*Written problem A*
Answer these from the factory amp pinout text, one line each, marked the same way:
(i) Which pin on plug A is not used?
(ii) What color is the wire at pin A20, and what is it for?
(iii) How many pins does plug B have?
*Written problem B*
Continue the factory amp pinout text from its last line.
**** Selected excerpt ****
There's two plugs in the factory amp that we need to be concerned with (a 20-pin that I'll refer to as plug A & a 14-pin that I'll refer to as plug-B). The amp is located behind where the pockets were that you removed earlier. 

Plug A: 
(Top Row - Left to Right) 
A1 Blk/Red - Front Pass. Side Tweeter (+) 
A2 Grn/Yel - Front Pass. Side Door Speaker (+) 
A3 Grn/Blk - Front Driver's Side Door Speaker (+) 
A4 Blu/Orn - Front Driver's Side Tweeter (+) 
A5 Pnk - Pass. Side Subwoofer (+) 
A6 Wht - Driver's Side Subwoofer (+) 
A7 Blu/Red - Pass. Side Rear Door Speaker (+) 
A8 Pnk/Blu - Driver's Side Rear Door Speaker (+) 
A9 Yel/Red - Acc. Power 
A10 Wht/Blu - Constant Power 

(Bottom Row - Left to Right) 
A11 Pnk/Blk - Front Pass. Side Tweeter (-) 
A12 Gry/Red - Front Pass. Side Door Speaker (-) 
A13 Lt Grn - Front Driver's Side Door Speaker (-) 
A14 Gry/Blu - Front Driver's Side Tweeter (-) 
A15 Blu/Yel - Pass. Side Subwoofer (-) 
A16 Grn - Driver's Side Subwoofer (-) 
A17 Blu/Orn - Pass. Side Rear Door Speaker (-) 
A18 Pur - Driver's Side Rear Door Speaker (-) 
A19 - Not Used 
A20 Blk - Ground 

Plug B: 

(Top Row - Left to Right)
**** Supplied information ****
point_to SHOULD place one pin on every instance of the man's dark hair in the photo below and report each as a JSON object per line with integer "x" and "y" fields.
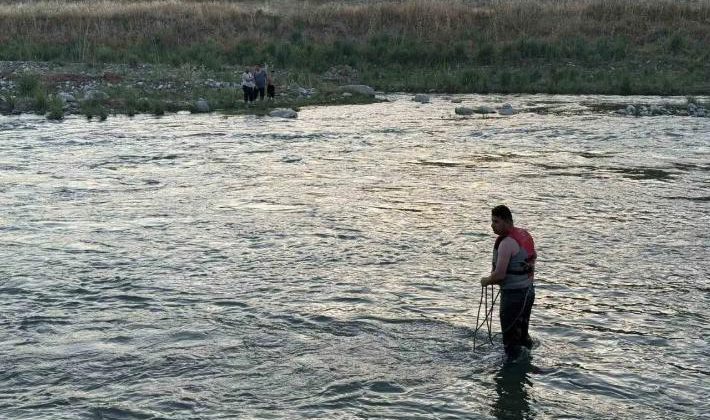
{"x": 502, "y": 212}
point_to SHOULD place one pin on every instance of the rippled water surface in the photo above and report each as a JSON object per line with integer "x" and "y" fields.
{"x": 327, "y": 267}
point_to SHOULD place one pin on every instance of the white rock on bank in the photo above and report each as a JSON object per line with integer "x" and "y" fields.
{"x": 422, "y": 98}
{"x": 462, "y": 110}
{"x": 283, "y": 113}
{"x": 358, "y": 89}
{"x": 202, "y": 106}
{"x": 506, "y": 109}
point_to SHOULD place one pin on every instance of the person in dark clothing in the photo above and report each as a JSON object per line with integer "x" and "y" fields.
{"x": 260, "y": 77}
{"x": 514, "y": 258}
{"x": 270, "y": 88}
{"x": 248, "y": 85}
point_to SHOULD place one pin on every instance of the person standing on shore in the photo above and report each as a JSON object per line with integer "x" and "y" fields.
{"x": 248, "y": 85}
{"x": 270, "y": 88}
{"x": 514, "y": 258}
{"x": 260, "y": 77}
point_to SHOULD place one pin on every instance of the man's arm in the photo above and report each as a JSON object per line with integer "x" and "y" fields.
{"x": 506, "y": 249}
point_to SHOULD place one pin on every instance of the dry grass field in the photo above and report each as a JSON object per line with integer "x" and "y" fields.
{"x": 574, "y": 46}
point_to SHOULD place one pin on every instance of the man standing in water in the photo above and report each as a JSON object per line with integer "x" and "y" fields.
{"x": 514, "y": 269}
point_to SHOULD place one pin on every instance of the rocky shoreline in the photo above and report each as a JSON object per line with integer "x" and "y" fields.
{"x": 97, "y": 91}
{"x": 57, "y": 90}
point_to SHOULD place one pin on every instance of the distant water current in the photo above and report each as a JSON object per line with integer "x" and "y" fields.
{"x": 204, "y": 267}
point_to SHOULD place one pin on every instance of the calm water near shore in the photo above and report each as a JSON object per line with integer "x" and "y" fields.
{"x": 209, "y": 266}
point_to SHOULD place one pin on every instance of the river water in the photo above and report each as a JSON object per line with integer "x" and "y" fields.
{"x": 210, "y": 266}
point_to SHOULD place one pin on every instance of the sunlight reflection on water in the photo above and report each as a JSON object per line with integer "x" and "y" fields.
{"x": 213, "y": 267}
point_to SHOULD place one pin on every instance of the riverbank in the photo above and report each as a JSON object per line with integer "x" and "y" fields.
{"x": 575, "y": 47}
{"x": 57, "y": 89}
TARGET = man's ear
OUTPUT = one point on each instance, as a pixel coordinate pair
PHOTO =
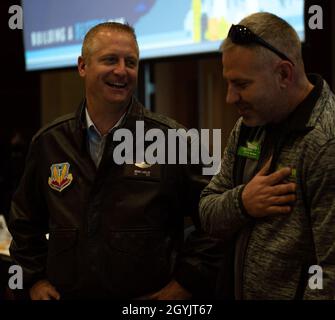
****
*Written response A*
(i) A19
(ii) Black; ground
(iii) 14

*Written response B*
B1 Red/Blu - Audio Unit (Driver's Side Front Door Speaker (+)) 
B2 Brn/Yel - Front Passenger Side Shielding 
B3 Blu - Audio Unit (Driver's Side Rear Speaker (+)) 
B4 Blu - Audio Unit (Front Pass. Side Door Speaker (+)) 
B5 Brn - Front Driver's Side Shielding 
B6 Lt. Grn - Audio Unit (Pass. Side Rear Speaker (+)) 
B7 Yel/Grn - Audio Unit (Radio Switch) 

(Bottom Row - Left to Right) 
B8 Yel - Audio Unit (Driver's Side Front Door Speaker (-)) 
B9 Gry/Blu - Rear Driver's Side Shielding 
B10 Pnk - Audio Unit (Driver's Side Rear Speaker (-)) 
B11 Red - Audio Unit (Front Pass. Side Door Speaker (-)) 
B12 Gry - Rear Pass. Side Shielding 
B13 Pur - Audio Unit (Pass. Side Rear Speaker (-)) 
B14 Blk - Ground 

That's straight from the Helms Manual.


----------



## OldOneEye (Jun 16, 2005)

I'm sorry, but looking at anything down there (regardless of what kind of monitor, front end, etc.) is asking for trouble. That is why Acura doesn't put anything down there. Even with the best screen and best front end, what would you be able to see down there that wouldn't be distracting? You would still have to look down there to find the buttons and with a touchscreen it isn't even by feel like the others who have radios down there (and probably remotes they use). 

Juan


----------



## t3sn4f2 (Jan 3, 2007)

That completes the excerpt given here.